Aim of the exercise >> Pick out each row below that contains the string "raised" and copy those rows. Case matters.

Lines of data
((

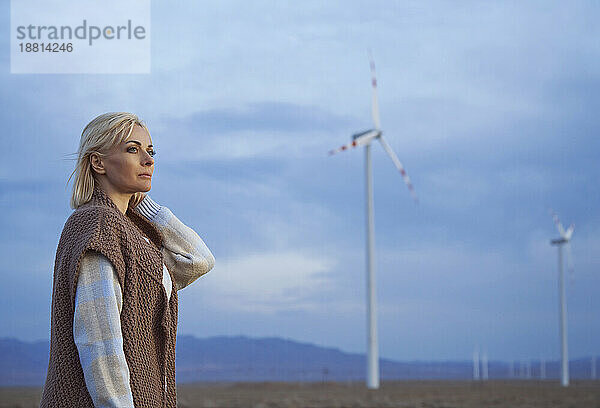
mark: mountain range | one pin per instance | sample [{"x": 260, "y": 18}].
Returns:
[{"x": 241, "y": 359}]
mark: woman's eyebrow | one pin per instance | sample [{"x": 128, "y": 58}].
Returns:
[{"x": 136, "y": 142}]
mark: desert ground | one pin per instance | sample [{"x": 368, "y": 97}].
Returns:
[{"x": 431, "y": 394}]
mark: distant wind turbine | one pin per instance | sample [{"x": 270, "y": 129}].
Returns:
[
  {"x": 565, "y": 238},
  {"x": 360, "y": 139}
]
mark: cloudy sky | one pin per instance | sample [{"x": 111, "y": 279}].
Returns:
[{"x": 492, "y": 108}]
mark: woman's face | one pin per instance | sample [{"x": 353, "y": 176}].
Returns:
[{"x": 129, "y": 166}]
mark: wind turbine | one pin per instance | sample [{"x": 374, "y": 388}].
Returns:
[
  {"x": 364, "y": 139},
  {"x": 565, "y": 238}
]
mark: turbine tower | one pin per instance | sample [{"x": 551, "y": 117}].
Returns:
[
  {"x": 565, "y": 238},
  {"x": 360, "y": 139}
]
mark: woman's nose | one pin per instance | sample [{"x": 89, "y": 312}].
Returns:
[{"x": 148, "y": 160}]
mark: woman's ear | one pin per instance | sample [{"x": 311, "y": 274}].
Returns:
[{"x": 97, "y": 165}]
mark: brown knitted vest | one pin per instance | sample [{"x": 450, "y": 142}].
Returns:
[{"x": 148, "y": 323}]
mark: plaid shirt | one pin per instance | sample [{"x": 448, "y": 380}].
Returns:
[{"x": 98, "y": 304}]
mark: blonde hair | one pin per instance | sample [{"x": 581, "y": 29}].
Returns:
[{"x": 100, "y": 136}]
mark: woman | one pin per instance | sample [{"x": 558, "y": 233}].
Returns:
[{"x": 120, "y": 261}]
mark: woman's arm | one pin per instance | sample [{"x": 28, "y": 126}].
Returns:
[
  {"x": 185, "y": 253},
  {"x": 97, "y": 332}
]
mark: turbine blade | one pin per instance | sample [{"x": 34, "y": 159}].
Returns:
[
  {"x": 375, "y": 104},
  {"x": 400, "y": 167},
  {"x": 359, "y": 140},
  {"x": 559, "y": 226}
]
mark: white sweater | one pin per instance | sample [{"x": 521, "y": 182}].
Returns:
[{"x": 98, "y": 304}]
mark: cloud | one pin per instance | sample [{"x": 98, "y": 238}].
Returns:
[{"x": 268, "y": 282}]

))
((

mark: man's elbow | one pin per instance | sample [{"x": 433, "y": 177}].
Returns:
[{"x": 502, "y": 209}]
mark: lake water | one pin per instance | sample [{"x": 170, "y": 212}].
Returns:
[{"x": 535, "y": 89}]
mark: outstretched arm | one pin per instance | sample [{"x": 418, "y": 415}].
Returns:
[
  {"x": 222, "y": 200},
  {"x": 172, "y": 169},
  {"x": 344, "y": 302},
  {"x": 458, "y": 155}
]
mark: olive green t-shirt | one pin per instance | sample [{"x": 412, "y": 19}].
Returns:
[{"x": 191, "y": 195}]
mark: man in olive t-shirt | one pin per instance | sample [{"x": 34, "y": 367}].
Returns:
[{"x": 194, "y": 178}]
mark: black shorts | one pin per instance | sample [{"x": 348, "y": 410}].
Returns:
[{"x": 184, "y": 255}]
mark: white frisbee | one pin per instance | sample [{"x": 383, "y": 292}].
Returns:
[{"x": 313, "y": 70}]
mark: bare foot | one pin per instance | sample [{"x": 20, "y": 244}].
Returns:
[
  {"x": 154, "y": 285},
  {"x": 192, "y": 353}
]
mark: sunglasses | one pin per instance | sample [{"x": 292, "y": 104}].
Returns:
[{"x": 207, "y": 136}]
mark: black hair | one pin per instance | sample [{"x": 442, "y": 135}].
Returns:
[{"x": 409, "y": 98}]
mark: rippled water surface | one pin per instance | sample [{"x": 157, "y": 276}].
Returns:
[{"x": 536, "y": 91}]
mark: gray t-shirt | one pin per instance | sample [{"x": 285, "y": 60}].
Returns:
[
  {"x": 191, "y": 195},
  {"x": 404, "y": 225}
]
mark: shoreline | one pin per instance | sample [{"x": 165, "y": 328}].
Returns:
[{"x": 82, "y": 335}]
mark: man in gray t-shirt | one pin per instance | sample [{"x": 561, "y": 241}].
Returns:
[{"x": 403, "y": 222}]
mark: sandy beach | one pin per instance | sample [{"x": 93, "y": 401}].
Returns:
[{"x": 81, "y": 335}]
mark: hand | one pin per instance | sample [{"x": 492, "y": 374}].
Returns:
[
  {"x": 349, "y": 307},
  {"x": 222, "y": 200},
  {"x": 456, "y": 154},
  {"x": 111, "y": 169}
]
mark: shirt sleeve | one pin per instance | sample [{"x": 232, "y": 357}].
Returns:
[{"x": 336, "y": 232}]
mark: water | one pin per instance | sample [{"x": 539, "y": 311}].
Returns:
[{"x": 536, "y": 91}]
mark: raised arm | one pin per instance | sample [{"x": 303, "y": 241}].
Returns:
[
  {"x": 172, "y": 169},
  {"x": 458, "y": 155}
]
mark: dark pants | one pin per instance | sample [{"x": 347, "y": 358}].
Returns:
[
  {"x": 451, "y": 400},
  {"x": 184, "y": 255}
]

))
((

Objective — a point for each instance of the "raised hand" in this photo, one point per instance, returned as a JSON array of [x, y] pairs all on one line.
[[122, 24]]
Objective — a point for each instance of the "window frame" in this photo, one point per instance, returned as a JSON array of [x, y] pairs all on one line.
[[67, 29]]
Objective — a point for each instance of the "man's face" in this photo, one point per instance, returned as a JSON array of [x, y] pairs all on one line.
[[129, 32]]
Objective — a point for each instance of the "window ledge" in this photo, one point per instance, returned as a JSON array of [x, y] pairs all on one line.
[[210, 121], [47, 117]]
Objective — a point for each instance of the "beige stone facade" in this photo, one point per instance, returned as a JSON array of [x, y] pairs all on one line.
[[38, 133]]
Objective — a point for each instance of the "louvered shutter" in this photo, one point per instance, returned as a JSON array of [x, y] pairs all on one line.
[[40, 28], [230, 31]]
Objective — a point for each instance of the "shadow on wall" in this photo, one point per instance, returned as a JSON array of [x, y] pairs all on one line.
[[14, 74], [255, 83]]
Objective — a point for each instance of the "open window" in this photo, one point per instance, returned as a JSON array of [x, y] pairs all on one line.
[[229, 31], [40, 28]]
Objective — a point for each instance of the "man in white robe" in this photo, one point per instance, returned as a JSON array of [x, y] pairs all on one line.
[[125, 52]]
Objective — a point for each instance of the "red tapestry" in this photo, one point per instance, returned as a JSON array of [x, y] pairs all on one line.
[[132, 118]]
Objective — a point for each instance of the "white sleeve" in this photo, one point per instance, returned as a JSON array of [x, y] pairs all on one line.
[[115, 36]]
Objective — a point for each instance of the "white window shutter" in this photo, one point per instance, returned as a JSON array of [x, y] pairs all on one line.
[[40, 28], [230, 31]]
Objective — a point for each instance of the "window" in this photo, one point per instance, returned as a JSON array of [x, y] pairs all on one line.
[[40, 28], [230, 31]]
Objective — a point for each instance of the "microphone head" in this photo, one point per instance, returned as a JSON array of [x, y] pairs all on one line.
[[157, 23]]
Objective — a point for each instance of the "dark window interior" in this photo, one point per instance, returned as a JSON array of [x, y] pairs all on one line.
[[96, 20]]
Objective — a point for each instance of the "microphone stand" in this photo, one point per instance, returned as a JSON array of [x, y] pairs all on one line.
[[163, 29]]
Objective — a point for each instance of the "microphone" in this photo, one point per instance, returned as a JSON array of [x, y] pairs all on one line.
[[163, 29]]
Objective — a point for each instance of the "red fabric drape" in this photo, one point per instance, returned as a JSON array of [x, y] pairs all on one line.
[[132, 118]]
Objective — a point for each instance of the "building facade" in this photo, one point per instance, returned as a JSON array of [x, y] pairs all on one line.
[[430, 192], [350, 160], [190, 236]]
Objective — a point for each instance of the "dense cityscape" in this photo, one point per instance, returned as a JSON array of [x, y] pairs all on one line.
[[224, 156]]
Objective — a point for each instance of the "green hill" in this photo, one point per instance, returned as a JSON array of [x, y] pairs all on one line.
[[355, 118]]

))

Correct result >>
mark: raised arm | one pin per instance | sample [{"x": 303, "y": 241}].
Objective — a point for each instance of the "raised hand" in this photo, one point per instance, returned as a JSON array of [x, y] pairs all on one line.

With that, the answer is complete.